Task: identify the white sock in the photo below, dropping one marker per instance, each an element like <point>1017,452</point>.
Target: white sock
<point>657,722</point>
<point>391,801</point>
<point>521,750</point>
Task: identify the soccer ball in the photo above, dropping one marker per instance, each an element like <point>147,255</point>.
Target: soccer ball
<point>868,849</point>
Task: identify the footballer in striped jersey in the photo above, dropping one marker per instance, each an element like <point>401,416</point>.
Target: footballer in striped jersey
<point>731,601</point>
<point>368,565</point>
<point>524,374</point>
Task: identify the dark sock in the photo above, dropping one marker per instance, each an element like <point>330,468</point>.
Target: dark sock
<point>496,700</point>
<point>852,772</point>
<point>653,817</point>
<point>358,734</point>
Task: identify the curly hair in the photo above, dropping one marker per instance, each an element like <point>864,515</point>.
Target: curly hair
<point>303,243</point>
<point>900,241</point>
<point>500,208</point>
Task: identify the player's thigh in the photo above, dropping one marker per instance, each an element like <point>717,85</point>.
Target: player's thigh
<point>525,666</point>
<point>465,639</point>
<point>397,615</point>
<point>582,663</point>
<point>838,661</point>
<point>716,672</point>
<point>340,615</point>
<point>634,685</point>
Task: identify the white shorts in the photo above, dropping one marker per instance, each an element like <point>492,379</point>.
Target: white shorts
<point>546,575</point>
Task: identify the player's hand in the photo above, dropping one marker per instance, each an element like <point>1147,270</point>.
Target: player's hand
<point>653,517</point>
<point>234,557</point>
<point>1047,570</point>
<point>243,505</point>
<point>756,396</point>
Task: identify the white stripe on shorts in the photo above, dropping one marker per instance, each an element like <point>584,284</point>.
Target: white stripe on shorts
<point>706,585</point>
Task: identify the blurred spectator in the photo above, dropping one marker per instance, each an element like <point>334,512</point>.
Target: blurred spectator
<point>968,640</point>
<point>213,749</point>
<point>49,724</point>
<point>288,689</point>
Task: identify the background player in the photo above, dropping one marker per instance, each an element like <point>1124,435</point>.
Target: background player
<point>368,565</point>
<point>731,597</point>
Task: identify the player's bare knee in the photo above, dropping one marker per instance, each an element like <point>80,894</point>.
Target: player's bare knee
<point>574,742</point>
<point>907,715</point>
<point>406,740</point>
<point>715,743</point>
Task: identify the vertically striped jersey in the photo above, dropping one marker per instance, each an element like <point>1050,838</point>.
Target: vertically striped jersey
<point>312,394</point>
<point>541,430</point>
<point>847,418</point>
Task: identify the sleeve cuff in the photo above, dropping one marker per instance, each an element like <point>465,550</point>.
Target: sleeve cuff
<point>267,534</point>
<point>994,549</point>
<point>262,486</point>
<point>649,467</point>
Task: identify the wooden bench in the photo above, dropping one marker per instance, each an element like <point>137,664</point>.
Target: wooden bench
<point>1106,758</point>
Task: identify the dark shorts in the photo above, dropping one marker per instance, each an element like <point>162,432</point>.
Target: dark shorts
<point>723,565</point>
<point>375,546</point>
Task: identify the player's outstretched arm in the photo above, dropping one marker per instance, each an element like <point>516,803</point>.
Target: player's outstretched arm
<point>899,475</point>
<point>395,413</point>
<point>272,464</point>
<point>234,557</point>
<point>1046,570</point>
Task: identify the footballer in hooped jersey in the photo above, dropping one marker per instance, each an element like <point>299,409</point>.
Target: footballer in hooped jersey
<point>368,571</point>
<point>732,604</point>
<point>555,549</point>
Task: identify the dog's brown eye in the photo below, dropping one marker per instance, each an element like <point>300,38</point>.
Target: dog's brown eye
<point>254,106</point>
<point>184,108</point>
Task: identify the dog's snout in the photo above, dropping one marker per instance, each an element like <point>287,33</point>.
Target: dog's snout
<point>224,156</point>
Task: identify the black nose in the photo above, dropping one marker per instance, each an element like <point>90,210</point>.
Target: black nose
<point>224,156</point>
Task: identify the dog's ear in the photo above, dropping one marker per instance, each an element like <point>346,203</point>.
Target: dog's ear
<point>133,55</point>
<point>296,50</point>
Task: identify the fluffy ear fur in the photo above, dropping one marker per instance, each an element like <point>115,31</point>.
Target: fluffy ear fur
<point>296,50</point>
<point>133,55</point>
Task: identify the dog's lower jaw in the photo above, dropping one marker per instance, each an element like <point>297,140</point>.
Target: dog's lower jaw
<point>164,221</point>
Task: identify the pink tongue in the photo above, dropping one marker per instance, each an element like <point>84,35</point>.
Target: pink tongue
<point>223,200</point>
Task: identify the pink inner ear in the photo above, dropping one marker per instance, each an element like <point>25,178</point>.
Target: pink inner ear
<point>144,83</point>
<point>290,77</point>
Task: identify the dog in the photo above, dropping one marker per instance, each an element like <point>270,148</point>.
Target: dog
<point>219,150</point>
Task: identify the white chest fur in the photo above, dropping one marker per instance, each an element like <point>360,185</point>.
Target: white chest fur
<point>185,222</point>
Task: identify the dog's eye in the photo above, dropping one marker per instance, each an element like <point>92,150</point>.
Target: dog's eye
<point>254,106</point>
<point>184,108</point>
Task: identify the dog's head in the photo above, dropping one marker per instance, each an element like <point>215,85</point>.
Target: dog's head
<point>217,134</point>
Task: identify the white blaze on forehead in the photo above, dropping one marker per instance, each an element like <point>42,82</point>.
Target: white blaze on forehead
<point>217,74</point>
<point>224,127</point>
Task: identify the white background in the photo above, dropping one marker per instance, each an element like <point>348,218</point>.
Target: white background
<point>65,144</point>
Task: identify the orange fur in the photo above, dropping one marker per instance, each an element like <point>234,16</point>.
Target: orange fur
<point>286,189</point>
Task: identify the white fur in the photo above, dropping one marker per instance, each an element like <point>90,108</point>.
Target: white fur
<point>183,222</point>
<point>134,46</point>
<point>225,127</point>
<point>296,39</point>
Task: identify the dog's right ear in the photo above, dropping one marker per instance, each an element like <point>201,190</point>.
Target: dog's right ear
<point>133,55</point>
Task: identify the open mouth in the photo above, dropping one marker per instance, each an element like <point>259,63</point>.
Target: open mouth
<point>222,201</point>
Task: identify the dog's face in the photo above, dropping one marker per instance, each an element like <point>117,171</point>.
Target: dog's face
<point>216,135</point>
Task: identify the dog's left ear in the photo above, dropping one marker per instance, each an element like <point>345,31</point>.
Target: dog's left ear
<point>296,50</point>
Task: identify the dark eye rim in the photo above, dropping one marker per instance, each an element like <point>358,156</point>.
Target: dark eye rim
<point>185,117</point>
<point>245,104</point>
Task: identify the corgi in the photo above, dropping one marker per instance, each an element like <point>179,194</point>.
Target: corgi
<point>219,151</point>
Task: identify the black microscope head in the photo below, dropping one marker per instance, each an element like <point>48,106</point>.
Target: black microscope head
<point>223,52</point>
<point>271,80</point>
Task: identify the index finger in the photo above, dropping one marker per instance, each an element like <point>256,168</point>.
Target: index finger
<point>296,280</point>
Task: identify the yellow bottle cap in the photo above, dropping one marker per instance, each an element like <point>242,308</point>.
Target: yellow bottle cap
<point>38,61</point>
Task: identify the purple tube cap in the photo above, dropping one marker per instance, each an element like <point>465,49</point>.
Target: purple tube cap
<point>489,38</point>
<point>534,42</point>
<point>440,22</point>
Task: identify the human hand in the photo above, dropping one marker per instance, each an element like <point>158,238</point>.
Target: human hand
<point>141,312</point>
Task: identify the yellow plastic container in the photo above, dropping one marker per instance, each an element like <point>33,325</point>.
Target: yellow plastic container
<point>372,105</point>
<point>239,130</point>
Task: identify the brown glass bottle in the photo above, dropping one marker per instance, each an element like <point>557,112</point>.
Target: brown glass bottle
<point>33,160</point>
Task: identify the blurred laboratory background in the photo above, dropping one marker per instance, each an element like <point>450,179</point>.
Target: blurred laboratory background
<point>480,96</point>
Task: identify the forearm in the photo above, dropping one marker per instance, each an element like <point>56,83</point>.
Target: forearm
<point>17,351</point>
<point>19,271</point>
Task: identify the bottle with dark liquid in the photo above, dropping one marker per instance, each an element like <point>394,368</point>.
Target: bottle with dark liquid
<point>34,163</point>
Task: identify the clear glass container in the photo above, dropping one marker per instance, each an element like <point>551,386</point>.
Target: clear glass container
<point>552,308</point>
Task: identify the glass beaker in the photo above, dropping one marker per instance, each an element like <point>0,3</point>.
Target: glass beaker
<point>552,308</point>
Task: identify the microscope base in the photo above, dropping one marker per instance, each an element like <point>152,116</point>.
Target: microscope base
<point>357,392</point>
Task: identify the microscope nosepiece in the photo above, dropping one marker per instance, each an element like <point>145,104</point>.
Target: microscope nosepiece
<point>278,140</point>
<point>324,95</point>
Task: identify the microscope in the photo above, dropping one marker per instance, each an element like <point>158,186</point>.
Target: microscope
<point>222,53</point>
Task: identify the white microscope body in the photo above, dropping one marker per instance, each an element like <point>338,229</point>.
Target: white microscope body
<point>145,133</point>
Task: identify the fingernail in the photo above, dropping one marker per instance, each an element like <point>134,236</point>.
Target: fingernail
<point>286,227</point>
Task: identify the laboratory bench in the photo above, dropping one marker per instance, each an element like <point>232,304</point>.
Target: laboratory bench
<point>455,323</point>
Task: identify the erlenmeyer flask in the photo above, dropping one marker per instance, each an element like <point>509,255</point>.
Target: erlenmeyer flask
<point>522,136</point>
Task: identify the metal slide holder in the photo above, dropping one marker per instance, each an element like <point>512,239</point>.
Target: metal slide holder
+ + + + + + +
> [Given exercise]:
Rescale the listing from the line that has "Task: identify the white blaze" through the line that has "<point>271,80</point>", both included, and reproduce every line, requests too. Multiply each answer coordinate by 1.75 and round to a whole number, halves up, but leave the sample coordinates inside the requests as they are.

> [Response to this exercise]:
Task: identify the white blaze on forehead in the photo above, dropping one marker per instance, each an element like <point>42,82</point>.
Target: white blaze on forehead
<point>380,130</point>
<point>392,222</point>
Task: identify the white background in the photo above, dropping one marker per instance, each an element like <point>348,218</point>.
Target: white background
<point>114,252</point>
Task: identify the orange fur in the photo above, dropping one marker per instance, each an element like <point>234,16</point>.
Target: orange fur
<point>501,331</point>
Task: identify the white fur in the photo above, dropping one marker per instance, each an element like <point>90,108</point>.
Target: white fur
<point>320,389</point>
<point>235,81</point>
<point>394,222</point>
<point>518,68</point>
Task: identify the dog's right ear in the photo above, dropping one marker per instance, each an element like <point>201,190</point>.
Target: dog's right ear
<point>233,96</point>
Task: identify the open mouth in the photo above, dropping one marker per instance, each an element like <point>259,63</point>.
Target: open mouth
<point>389,352</point>
Task: identify the dog's face in the photo above, dropping one marker per instance, each an element like <point>117,171</point>.
Target: dog's face
<point>378,236</point>
Task: identify the dog's left ear in the photo above, dropping one marker per instance, each an element like <point>345,31</point>.
Target: dog's left ear
<point>518,88</point>
Task: identify the dark eye rim in the photo above, dropping one marker per instance, each an element like <point>358,156</point>.
Target: dark eye rim
<point>324,205</point>
<point>429,182</point>
Task: identify the corgi in the photo above, dropping one marker per instance, each an element like <point>179,194</point>.
Target: corgi
<point>383,264</point>
Task: identify the black microscope head in the photo below, dropping one marker per instance, each an element like <point>48,106</point>.
Target: black microscope head
<point>390,91</point>
<point>474,140</point>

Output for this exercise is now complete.